■ **Passage provided**
------------------------------------------------------------------------

KATY: I don't know if you've seen it, but there is some horrible Juneteenth stuff out there too. I think about that with Pride - where the communities came around and originally started these and then it's just getting commercialized or getting warped. How do we bring it back? By having these conversations, by acknowledging the diversity within the community, by acknowledging the intersectionality - like how do we take it back, right? And then as an ally, how do I support that effort, as well? How do we keep all those different pieces in mind and move forward in that intentional way that acknowledges all this?

JANA: I am actually very impressed at the reaction to the Juneteenth merchandise. Like it's getting shut down - that's just too far.

Now that we're aware, what's next?

[NAME HIDDEN]: I think it is having more conversations; taking more action to make space. And to hold space, and to support each other. And also acknowledging that there are multiple celebrations, things happening at the same time, multiple identities, all of that. And I think it's like continuing to get the message out about it and how the compartmentalizing of identities is having a real impact on people. Because here we are, talking about DEI and belonging. But if you're still doing that work or still having an organization like that (being performative), then you need to check yourself and do some self-reflection and be able to have those tough conversations.

------------------------------------------------------------------------

■ **Records**
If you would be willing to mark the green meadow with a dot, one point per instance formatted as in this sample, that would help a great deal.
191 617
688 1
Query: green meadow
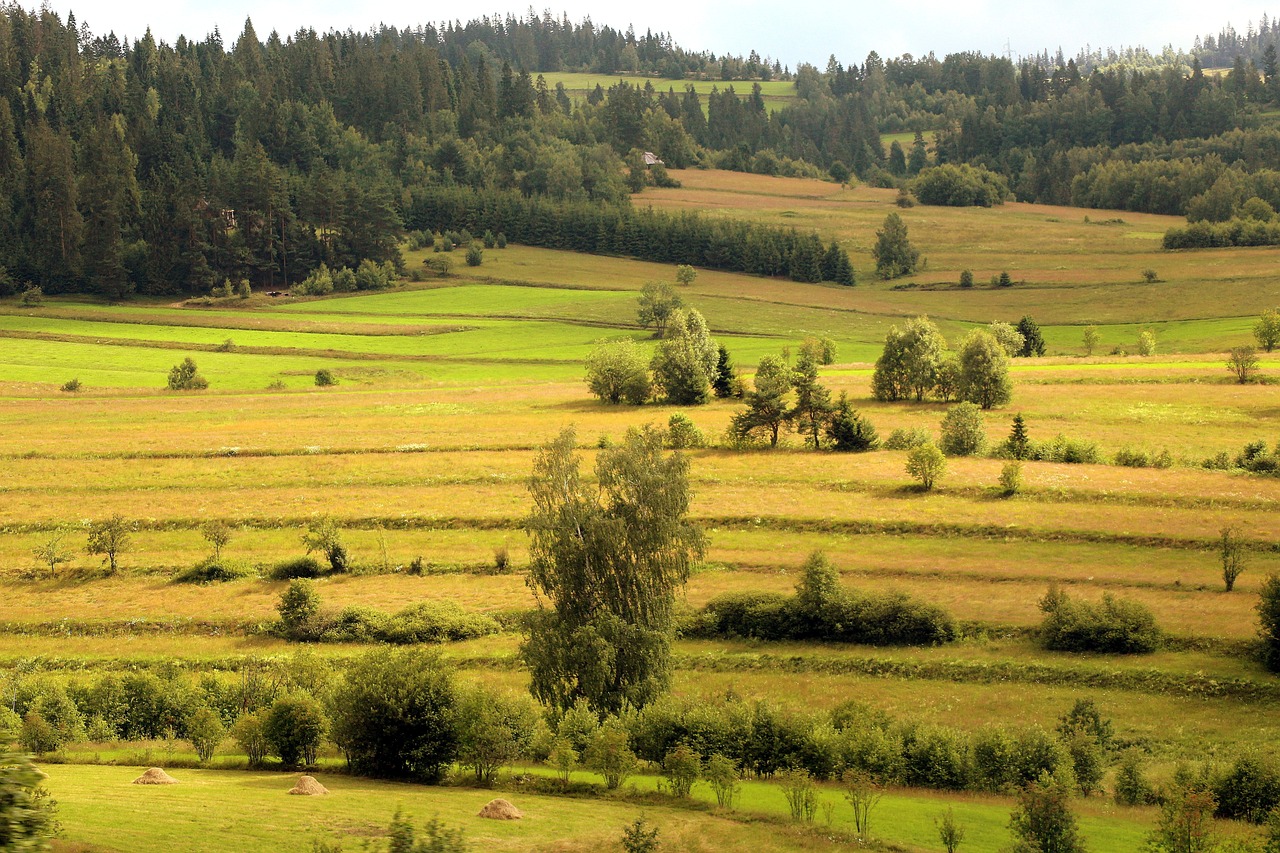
447 387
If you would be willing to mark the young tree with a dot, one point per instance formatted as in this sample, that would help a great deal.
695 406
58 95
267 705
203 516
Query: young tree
848 430
606 564
983 372
725 383
657 301
767 402
685 360
1269 623
186 377
963 432
895 255
1091 340
909 363
813 401
216 533
1232 553
1033 342
1243 363
1266 331
926 464
50 552
109 538
1043 820
617 372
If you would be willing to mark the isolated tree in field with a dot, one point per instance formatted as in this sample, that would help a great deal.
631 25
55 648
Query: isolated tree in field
657 301
186 377
393 714
109 538
725 383
849 432
324 536
908 366
1266 331
216 533
1033 342
617 372
812 410
685 360
27 813
1091 340
983 372
963 432
1269 623
1010 340
1243 363
926 464
895 255
50 552
1230 551
606 564
1043 821
766 404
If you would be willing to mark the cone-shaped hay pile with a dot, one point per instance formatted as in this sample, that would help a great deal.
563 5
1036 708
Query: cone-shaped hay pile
501 810
309 787
155 776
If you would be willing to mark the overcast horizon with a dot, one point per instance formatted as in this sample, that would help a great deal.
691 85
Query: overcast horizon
850 33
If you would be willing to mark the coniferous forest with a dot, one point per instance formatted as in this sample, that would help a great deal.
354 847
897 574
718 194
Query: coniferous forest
152 168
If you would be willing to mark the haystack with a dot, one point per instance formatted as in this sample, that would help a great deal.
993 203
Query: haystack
501 810
155 776
309 787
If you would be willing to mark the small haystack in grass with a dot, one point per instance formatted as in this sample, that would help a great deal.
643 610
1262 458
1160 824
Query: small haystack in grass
155 776
501 810
309 787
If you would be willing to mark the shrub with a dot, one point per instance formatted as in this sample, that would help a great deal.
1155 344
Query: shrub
908 438
926 464
293 728
1011 478
205 731
963 432
682 433
392 715
250 737
324 536
298 609
1249 790
213 570
1114 625
618 372
1269 621
296 568
186 377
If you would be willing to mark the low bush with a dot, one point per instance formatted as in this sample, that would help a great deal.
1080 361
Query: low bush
296 568
213 570
1114 625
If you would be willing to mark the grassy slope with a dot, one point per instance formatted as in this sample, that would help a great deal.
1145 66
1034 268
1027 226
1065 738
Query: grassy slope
478 369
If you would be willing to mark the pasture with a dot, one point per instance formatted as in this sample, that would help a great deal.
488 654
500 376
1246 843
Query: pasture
446 389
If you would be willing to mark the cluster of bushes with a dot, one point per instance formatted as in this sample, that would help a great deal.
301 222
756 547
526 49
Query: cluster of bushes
822 610
302 620
648 235
366 277
959 186
1255 457
1224 235
1112 625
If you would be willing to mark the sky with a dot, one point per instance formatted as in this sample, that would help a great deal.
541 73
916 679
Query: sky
808 32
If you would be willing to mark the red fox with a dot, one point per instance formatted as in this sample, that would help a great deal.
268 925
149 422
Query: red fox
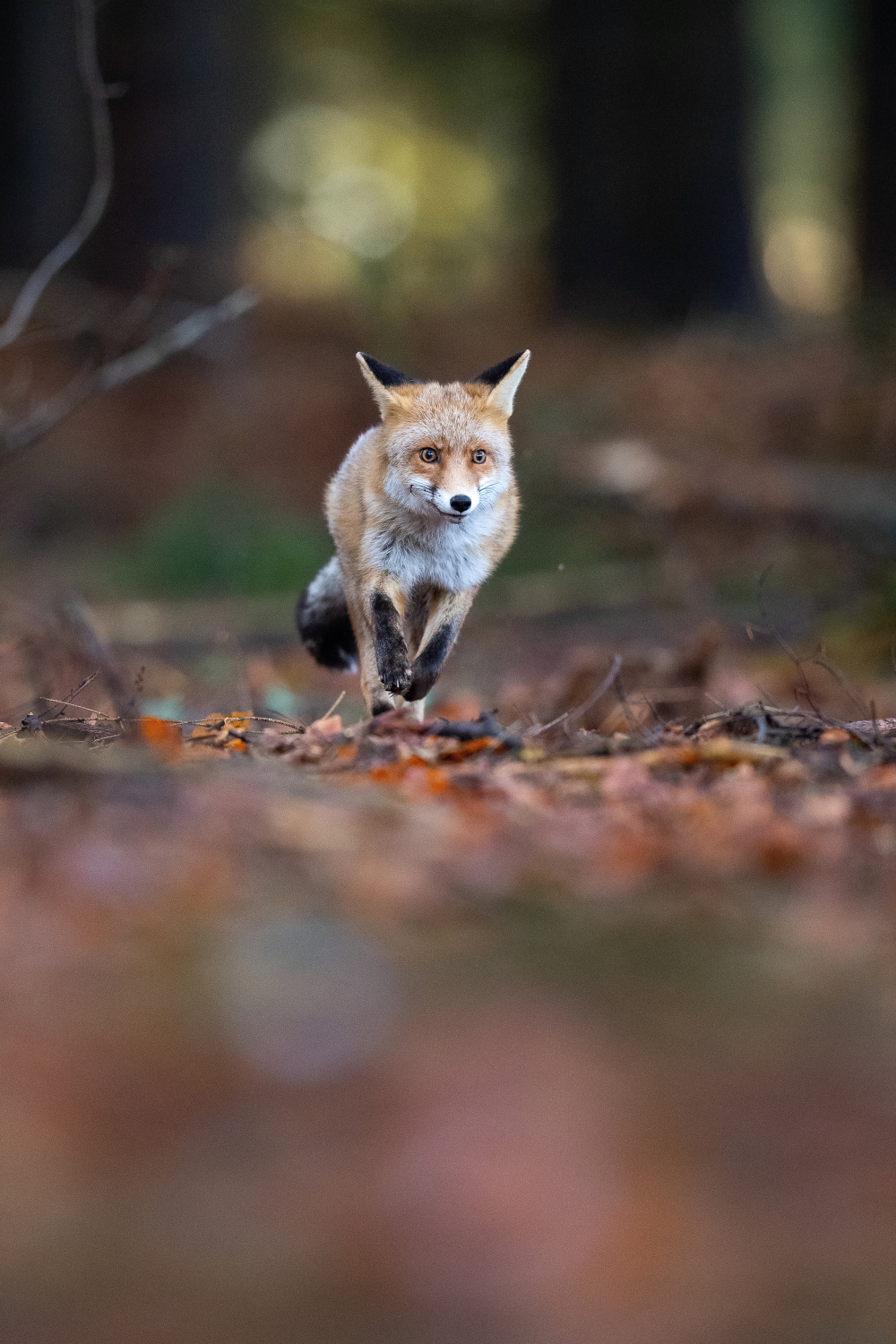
421 511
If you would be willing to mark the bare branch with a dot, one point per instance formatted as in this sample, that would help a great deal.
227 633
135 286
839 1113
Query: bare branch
99 190
592 699
118 371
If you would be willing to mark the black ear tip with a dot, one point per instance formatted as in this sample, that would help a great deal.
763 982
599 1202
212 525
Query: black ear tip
383 374
492 376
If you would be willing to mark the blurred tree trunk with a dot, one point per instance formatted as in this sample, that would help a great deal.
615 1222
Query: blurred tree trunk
185 72
877 159
649 148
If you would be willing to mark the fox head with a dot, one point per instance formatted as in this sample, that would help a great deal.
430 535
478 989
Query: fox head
447 444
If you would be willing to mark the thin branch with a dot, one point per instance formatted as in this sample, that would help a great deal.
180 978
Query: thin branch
592 699
99 190
180 336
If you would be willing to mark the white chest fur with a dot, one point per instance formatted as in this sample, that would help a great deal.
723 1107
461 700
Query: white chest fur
446 556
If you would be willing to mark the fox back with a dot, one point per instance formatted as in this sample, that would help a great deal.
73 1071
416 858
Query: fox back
421 511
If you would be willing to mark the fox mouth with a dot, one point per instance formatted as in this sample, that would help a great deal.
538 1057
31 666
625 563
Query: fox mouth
449 518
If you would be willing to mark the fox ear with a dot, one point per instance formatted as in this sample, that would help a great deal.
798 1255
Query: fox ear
382 379
504 379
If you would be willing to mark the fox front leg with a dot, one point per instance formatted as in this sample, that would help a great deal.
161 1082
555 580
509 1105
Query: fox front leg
443 629
392 663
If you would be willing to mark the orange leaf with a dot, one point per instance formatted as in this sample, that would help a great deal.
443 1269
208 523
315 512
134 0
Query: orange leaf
163 736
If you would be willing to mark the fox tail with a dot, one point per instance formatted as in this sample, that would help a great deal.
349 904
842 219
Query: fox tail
324 623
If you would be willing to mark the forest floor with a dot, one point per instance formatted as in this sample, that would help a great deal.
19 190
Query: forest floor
481 1029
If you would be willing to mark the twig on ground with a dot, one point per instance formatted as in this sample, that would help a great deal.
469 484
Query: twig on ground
75 623
335 706
587 704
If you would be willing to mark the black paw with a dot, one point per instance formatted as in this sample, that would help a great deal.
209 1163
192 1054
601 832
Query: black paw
422 682
395 677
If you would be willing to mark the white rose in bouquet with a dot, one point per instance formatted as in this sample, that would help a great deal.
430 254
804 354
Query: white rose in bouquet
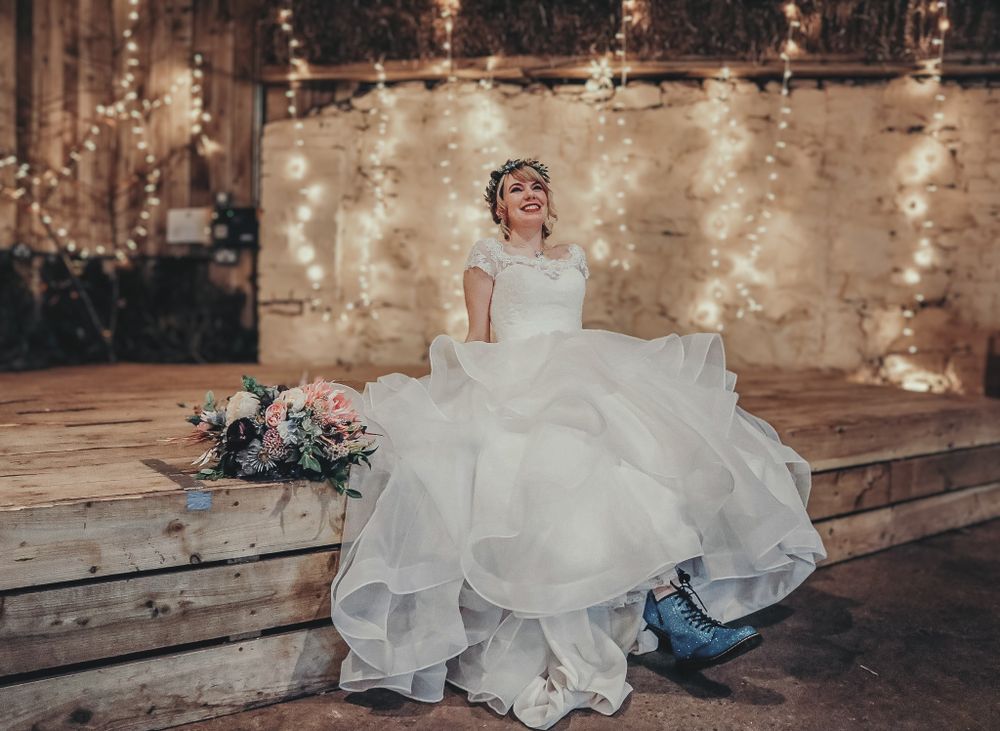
294 398
242 404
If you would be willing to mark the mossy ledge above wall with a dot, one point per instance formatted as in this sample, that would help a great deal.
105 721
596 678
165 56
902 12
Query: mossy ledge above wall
348 31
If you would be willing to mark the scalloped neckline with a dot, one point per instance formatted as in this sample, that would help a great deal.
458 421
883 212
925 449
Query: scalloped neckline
528 257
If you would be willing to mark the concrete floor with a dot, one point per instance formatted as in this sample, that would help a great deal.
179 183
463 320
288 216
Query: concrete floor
904 639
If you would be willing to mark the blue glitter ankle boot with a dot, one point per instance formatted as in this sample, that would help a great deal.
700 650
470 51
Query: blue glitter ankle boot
685 629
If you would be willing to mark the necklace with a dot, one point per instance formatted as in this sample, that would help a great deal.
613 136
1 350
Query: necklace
540 254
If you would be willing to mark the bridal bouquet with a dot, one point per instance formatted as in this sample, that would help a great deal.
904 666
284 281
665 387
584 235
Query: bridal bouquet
267 432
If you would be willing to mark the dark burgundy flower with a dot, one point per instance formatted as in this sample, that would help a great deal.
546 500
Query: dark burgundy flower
240 433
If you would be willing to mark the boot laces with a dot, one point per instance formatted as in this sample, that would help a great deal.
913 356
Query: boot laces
698 616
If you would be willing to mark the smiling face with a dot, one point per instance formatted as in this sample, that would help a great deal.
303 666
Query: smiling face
525 198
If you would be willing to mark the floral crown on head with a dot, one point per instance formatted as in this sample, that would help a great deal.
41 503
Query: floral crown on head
497 175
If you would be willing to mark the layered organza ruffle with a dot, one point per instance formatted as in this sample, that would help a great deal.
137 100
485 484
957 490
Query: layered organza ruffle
525 496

------------------------------------------------------------------------

■ **Exercise instructions**
Extend the transcribed discussion about Juneteenth, Pride, and allyship, beginning after its final sentence.

■ **Exercise result**
KATY: I think even within our own communities, we have to hide parts of ourselves or feel like there are pieces that aren't accepted. I'm not sure how it is in other kinds of cultural communities, but I know in the queer community it can be really harmful. I think about the things that we talk about in the DEI workshops and in these corporate settings - like in-group / out-group bias, those happen within the queer community specifically. And if you're not the type that - although I do love me some RuPaul, - but if you're not the type that watches Drag Race and goes dancing every weekend, then you're not it. I know for a lot of people it was really challenging, especially like, coming up, coming out in their twenties in that scene.

ZHOU: It almost feels like that's sort of stereotypical within communities as well. If you don't fit that profile, you are an outsider.

KATY: So I think what’s next is having these conversations but moving beyond, like really thinking differently about how we create inclusive and safe spaces and who we're making sure is represented and at the table.

JANA: I try and live my most authentic life. That's what I strive for. And it's been a struggle. Truly, there was a lot that I had to uncover and get sober and do a lot of things to get there. But I think continuing to exist in the community outside the stereotype is one impactful way to show others. And then using the privilege that I do have to call out where I can, especially with my corporation being silent. There was a Q&A with the CEO today and we just asked directly, “why hasn't there been any messaging? Are you going to be supporting women who may not have access to safe and legal abortions? Where are we with that and holding people accountable?” I didn't quite get the response I wanted, but I think there's still follow-up. So just recognizing the places where I can speak up and making sure they do that (being held accountable).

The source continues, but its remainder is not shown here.